Collected data:
*** Begin section ***
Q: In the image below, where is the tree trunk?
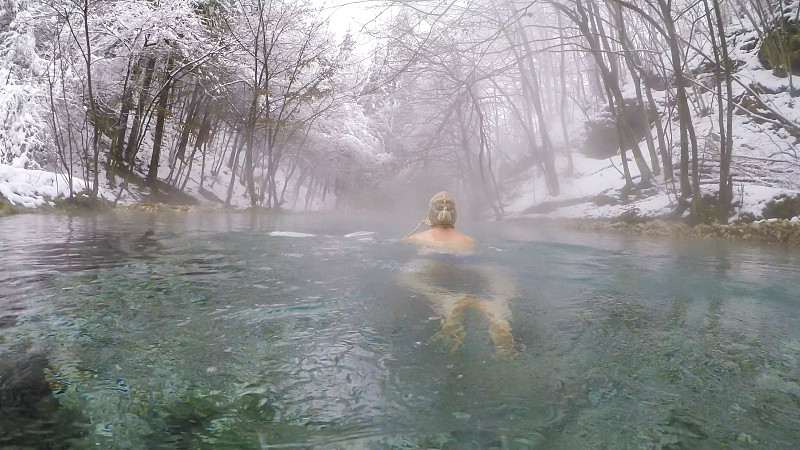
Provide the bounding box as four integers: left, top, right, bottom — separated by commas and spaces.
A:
659, 0, 694, 199
243, 102, 259, 206
146, 56, 173, 185
558, 14, 574, 177
175, 85, 202, 162
504, 0, 560, 196
225, 143, 244, 206
643, 79, 672, 179
713, 0, 734, 215
612, 4, 660, 176
590, 0, 652, 186
111, 60, 137, 179
124, 56, 156, 168
81, 0, 100, 198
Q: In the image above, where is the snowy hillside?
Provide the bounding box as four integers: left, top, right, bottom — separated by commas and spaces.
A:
504, 2, 800, 223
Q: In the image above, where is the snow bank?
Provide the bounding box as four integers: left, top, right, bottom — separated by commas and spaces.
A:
737, 185, 800, 218
0, 162, 90, 207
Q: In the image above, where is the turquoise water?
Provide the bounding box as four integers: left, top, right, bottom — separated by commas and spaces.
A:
1, 211, 799, 448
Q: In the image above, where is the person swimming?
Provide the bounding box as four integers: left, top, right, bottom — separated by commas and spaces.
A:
400, 191, 515, 358
404, 191, 476, 253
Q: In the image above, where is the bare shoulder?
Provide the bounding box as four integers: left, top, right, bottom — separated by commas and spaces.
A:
403, 230, 431, 244
453, 230, 477, 246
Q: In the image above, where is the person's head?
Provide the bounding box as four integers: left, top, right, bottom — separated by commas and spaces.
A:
425, 191, 457, 228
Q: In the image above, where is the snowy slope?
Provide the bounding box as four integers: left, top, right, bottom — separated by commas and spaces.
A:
507, 8, 800, 223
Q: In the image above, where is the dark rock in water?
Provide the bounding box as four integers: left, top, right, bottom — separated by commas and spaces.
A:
0, 351, 88, 447
418, 432, 458, 448
451, 429, 503, 448
657, 408, 711, 449
0, 315, 17, 329
666, 409, 710, 440
0, 353, 54, 417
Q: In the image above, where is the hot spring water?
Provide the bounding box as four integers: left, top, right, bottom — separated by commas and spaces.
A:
1, 211, 798, 448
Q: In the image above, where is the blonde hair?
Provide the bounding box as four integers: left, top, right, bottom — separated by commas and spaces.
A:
424, 191, 457, 228
404, 191, 459, 238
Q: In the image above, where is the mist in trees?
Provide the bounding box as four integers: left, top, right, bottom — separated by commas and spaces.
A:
2, 0, 799, 221
365, 0, 799, 221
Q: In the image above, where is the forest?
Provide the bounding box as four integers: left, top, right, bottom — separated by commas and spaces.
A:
2, 0, 799, 222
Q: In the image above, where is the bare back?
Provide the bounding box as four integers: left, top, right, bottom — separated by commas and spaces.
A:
404, 227, 476, 254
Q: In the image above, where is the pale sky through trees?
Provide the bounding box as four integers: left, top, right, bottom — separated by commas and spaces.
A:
318, 0, 377, 42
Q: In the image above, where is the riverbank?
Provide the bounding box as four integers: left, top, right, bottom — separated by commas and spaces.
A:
0, 195, 23, 218
3, 150, 799, 246
565, 217, 800, 245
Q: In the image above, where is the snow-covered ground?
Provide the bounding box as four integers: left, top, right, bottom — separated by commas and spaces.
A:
503, 151, 799, 221
0, 156, 108, 208
0, 157, 337, 210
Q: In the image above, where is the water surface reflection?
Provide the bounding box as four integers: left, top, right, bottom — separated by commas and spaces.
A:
1, 211, 799, 448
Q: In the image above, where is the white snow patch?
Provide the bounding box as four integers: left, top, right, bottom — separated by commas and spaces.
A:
344, 231, 375, 237
736, 185, 800, 219
0, 163, 101, 207
268, 231, 316, 238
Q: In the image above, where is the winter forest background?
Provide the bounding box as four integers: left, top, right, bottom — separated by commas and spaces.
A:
2, 0, 800, 222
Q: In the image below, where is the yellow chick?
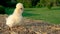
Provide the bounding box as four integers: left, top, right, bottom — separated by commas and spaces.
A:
6, 3, 24, 28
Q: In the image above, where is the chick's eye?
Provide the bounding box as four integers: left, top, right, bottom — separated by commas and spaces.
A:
20, 8, 22, 10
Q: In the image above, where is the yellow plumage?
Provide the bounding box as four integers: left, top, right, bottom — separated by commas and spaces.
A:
6, 3, 24, 27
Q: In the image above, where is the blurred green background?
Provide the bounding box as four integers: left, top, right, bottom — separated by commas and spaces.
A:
0, 0, 60, 24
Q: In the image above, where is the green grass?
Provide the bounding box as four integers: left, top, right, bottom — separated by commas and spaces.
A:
5, 7, 60, 24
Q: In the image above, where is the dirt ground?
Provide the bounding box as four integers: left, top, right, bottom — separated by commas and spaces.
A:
0, 14, 60, 34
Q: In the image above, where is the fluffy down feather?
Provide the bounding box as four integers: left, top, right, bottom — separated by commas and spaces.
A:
6, 3, 24, 27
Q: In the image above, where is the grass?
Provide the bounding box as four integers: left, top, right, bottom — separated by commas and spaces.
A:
5, 7, 60, 24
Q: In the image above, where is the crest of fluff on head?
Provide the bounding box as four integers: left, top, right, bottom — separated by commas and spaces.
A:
13, 3, 24, 15
16, 3, 23, 8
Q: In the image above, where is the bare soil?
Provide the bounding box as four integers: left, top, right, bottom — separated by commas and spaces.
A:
0, 14, 60, 34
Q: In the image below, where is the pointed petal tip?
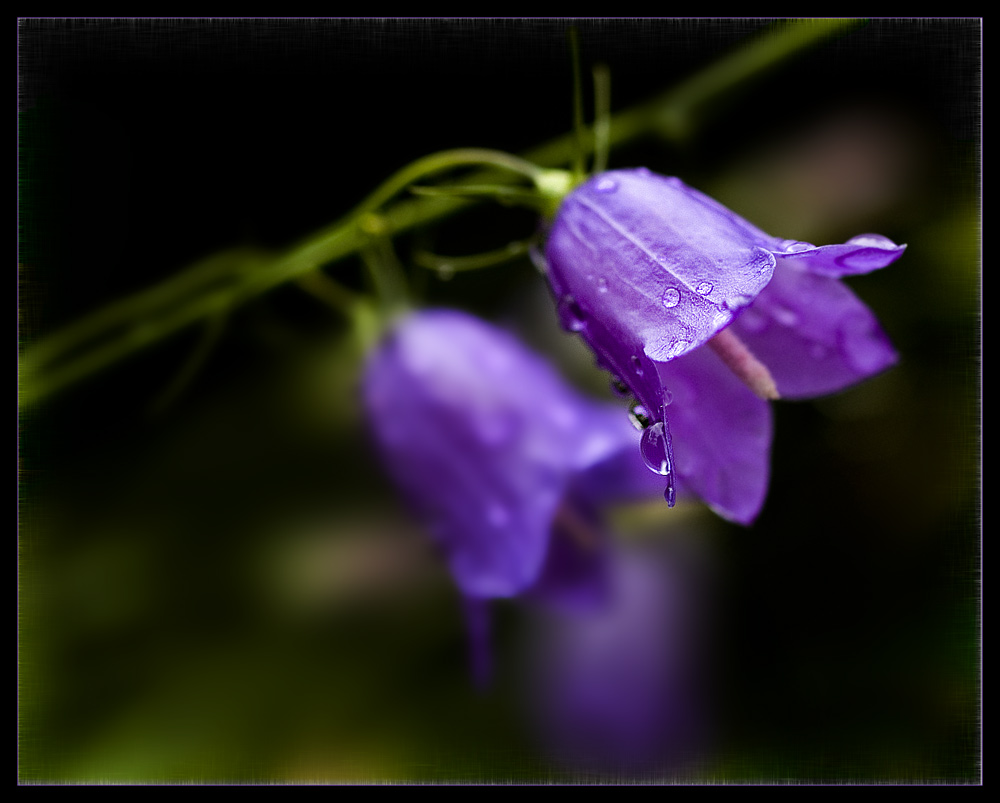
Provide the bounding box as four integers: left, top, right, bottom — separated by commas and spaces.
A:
*** End section ***
Exercise brief: Return the data verbatim, leaving out the pictures it holds.

Answer to the problem:
Q: In the image below, where is the tree trunk?
Provide the bounding box as four integers: left, top, right, bottom — separated by commas and spaces.
A:
659, 0, 694, 199
243, 102, 259, 206
146, 56, 173, 185
558, 14, 574, 177
175, 85, 202, 162
504, 0, 560, 196
225, 143, 244, 206
643, 79, 672, 179
713, 0, 734, 215
612, 4, 660, 176
590, 0, 652, 186
111, 60, 137, 179
124, 56, 156, 168
81, 0, 100, 198
Q: In the image above, where is the snowy hillside?
Provide the bounding box as four integers: left, top, right, bottom — separated by commas and spaces.
A:
504, 2, 800, 223
Q: In the image above, where is the snow bank?
Provide the bounding box as four integers: left, top, right, bottom — separated by commas and spaces.
A:
737, 185, 800, 218
0, 162, 90, 207
Q: In the image above, where is the turquoise water?
Provide the bounding box as four integers: left, top, right, bottom — separated by commas and spaces.
A:
1, 211, 799, 448
Q: In the image above, where is the person swimming?
Provide the bounding box as four integers: left, top, right, bottom — separated by commas and spaces.
A:
400, 191, 515, 358
404, 191, 476, 253
Q: In the image above, where is the bare shoulder?
Provide the bounding box as four integers: left, top, right, bottom — separated by commas and spaces.
A:
403, 230, 431, 244
453, 230, 477, 246
Q: In the image above, where is the person's head?
Provide the bounding box as four integers: left, top, right, bottom — separated by commas and spaces.
A:
425, 191, 457, 228
Q: In the image above, where is the snowy slope?
Provide the bounding box as four integers: left, top, right, bottom — separated by commas and spaces.
A:
507, 8, 800, 223
Q: In the image above, where is the dark rock in water?
Provide the bounding box as four integers: left, top, right, bottom — separated by commas and spaces.
A:
0, 351, 88, 447
418, 432, 458, 448
451, 429, 503, 448
657, 408, 711, 449
0, 315, 17, 329
666, 409, 710, 440
0, 353, 54, 417
Q: In the image above, where is the hot spring water?
Provide the bounding box as four integers: left, top, right, bottom — separated by commas and spaces.
A:
1, 211, 798, 448
Q: In the image above, where is the blonde hair?
Provide the bounding box as four integers: left, top, right, bottom — separated by commas and spaces.
A:
424, 191, 457, 228
404, 191, 459, 238
Q: In the image above, where is the mist in trees?
Provide the bounding box as four integers: left, top, right, bottom — separated by commas and spaces.
A:
2, 0, 799, 221
365, 0, 799, 221
Q: In the image above, where is the forest?
Provide the bounding box as four integers: left, top, right, bottom — separated by commas and spaces.
A:
2, 0, 799, 222
Q: In the image above, where is the bare back?
Provide the bounding box as four integers: left, top, right, bottom — separated by commas and spaces.
A:
404, 227, 476, 254
Q: In the image above, where is the pale sky through trees?
Provide the bounding box as four integers: left, top, right, bottom — separated by commas and spaces.
A:
318, 0, 377, 42
Q: In the image above, where is the riverbank?
Provide the bounding box as four integers: left, top, right, bottom — separated by commas and spaces.
A:
0, 195, 23, 218
3, 150, 799, 246
565, 217, 800, 245
Q: In the image above, where is the snow-covered ground?
Provide the bounding box as four integers: left, top, right, bottom — separated by commas and spaces.
A:
503, 151, 799, 221
0, 156, 108, 208
0, 157, 337, 210
Q: In the image above, where is the water surface reflection?
Provide the bounding box as four integers: left, top, right, bottom — separated by commas and spaces.
A:
1, 211, 799, 448
Q: In the image above, where is the white snow patch?
Provide the bounding box as four integers: left, top, right, bottom — separated by commas and spaces.
A:
344, 231, 375, 237
736, 185, 800, 219
0, 163, 101, 207
268, 231, 316, 238
Q: In the image above, where is the winter forest background?
Provide the bounding box as four integers: left, top, right, bottom — separated by commas and spaces.
A:
2, 0, 800, 222
Q: In the image below, where is the yellow chick?
Provide the bounding box as four integers: left, top, right, bottom — separated by commas and spaces.
A:
6, 3, 24, 28
Q: In the image above, where is the chick's eye?
Provide the bounding box as four integers: left, top, right, bottom — separated by commas and spaces.
A:
20, 8, 22, 10
Q: In the image above, where is the yellow plumage?
Provide the bounding box as four integers: left, top, right, bottom — separated by commas and spaces.
A:
6, 3, 24, 27
Q: In the image above, where is the blurred green background?
Provide the bounding box as four integers: left, top, right, bottom — separated by commas and spaces.
A:
0, 0, 60, 24
Q: In the image above, where is the green grass?
Provide the bounding box as four integers: left, top, right, bottom — separated by commas and spaces.
A:
5, 7, 60, 24
Q: In the image above, where is the dirt ground?
Provide the bounding box as four integers: left, top, right, bottom — separated by commas and spaces.
A:
0, 14, 60, 34
Q: In the image above, where is the fluffy down feather?
Provide the bounding box as four integers: left, top, right, bottom — separated by commas and spaces.
A:
6, 3, 24, 27
Q: In the image above, where is the grass?
Provide the bounding box as four integers: left, top, right, bottom — separated by commas and spaces.
A:
5, 7, 60, 24
Q: In the image above, where is the crest of fluff on head?
Provide the bounding box as four integers: left, top, right, bottom — separated by commas and spaces.
A:
13, 3, 24, 15
16, 3, 23, 8
Q: In the image above, where is the bare soil?
Provide the bounding box as four integers: left, top, right, bottom — separated by commas and spaces.
A:
0, 14, 60, 34
Q: In the image below, where is the pointed petal tip?
Provide the bounding box as four integers: left, top, right, bottom — separated by commas and spaces.
A:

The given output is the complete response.